(Point annotation rows)
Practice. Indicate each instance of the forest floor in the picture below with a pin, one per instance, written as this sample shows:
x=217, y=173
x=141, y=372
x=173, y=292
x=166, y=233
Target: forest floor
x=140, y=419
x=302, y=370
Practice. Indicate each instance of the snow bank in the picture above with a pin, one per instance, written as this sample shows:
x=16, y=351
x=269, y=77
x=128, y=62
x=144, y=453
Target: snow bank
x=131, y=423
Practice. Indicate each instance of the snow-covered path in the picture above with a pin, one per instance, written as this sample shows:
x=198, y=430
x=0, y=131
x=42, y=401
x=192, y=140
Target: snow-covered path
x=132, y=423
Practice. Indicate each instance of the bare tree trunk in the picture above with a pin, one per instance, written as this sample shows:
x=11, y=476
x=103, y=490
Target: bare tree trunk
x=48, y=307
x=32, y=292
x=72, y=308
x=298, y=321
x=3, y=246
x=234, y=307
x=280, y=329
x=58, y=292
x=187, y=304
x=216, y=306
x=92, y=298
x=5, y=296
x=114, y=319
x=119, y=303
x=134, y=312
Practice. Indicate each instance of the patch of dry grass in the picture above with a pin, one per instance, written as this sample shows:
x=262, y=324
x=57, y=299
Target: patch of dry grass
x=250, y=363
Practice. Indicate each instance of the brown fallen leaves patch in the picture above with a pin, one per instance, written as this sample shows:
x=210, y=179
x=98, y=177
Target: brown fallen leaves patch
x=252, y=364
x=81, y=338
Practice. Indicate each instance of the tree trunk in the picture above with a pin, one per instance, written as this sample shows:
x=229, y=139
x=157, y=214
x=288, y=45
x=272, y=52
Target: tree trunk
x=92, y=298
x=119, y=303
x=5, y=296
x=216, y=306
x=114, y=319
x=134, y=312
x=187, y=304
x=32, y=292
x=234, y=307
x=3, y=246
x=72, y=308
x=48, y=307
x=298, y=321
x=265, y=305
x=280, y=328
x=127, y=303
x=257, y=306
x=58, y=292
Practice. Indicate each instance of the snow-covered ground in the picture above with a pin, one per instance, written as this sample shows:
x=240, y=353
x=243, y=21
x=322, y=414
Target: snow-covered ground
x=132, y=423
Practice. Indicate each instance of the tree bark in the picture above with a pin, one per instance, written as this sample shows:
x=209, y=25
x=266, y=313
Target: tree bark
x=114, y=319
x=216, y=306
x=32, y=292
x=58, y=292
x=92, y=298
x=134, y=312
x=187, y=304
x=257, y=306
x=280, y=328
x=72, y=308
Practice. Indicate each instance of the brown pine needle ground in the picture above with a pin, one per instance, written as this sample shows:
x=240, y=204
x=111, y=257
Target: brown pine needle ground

**TASK TO COMPLETE**. Change each occurrence of "Indicate" in the rows to "Mark", and leave every other word and line as it is.

**WRITTEN SOLUTION**.
Practice. Mark each instance of the forest floor in the picture below with a pin, one per instance, written as this sample shows:
x=217, y=173
x=141, y=372
x=173, y=292
x=166, y=233
Target: forest floor
x=140, y=419
x=302, y=370
Practice. Mark each instance of the snow bank in the picture above with a pin, one per instance, written as this sample shows:
x=16, y=351
x=269, y=77
x=128, y=62
x=144, y=453
Target: snow bank
x=131, y=423
Practice. Mark each instance of the snow-covered path in the picture above with a pin, one per instance, written as this sample shows:
x=198, y=430
x=0, y=131
x=42, y=401
x=192, y=140
Target: snow-covered path
x=132, y=423
Practice. Mark each instance of the bare tree trunk in the picture above with a pin, one per instance, written as this sample shows:
x=11, y=476
x=103, y=490
Target: bare tree trunk
x=48, y=307
x=32, y=292
x=72, y=308
x=298, y=321
x=3, y=246
x=234, y=307
x=280, y=329
x=58, y=292
x=187, y=304
x=216, y=306
x=92, y=298
x=5, y=296
x=114, y=319
x=119, y=303
x=134, y=312
Practice. Mark each instance of the patch of dry grass in the picture above with a pin, one per instance, written as this sample shows:
x=262, y=324
x=57, y=299
Target: patch of dry grass
x=250, y=363
Practice. Mark each instance of the brown fallen leaves patch in the picture above with a pin, one per instance, written as this sample shows:
x=210, y=179
x=98, y=177
Target: brown fallen leaves patch
x=252, y=364
x=81, y=338
Practice. Mark each instance of the tree trunk in the picture above with a pin, one per instance, written as this sample shows:
x=229, y=139
x=157, y=214
x=288, y=45
x=272, y=52
Target: tree trunk
x=92, y=298
x=119, y=303
x=5, y=296
x=216, y=306
x=114, y=319
x=134, y=312
x=187, y=304
x=32, y=292
x=234, y=307
x=3, y=246
x=72, y=308
x=48, y=307
x=298, y=321
x=265, y=305
x=280, y=328
x=127, y=303
x=257, y=306
x=58, y=292
Practice. Mark each instance of the snow-covered ground in the picture above with a pin, one per instance, written as this sample shows:
x=240, y=353
x=243, y=21
x=322, y=414
Target: snow-covered ground
x=132, y=423
Practice. Mark each instance of the tree bark in the picture above with a pin, one per instance, written as this sample shows:
x=209, y=25
x=266, y=313
Target: tree bark
x=114, y=319
x=216, y=306
x=32, y=292
x=58, y=292
x=92, y=298
x=134, y=312
x=187, y=304
x=257, y=306
x=280, y=328
x=72, y=308
Practice. Mark each instance of the brown pine needle ground in the picture above with a pin, one per instance, written as this sample shows:
x=240, y=204
x=111, y=257
Target: brown pine needle ground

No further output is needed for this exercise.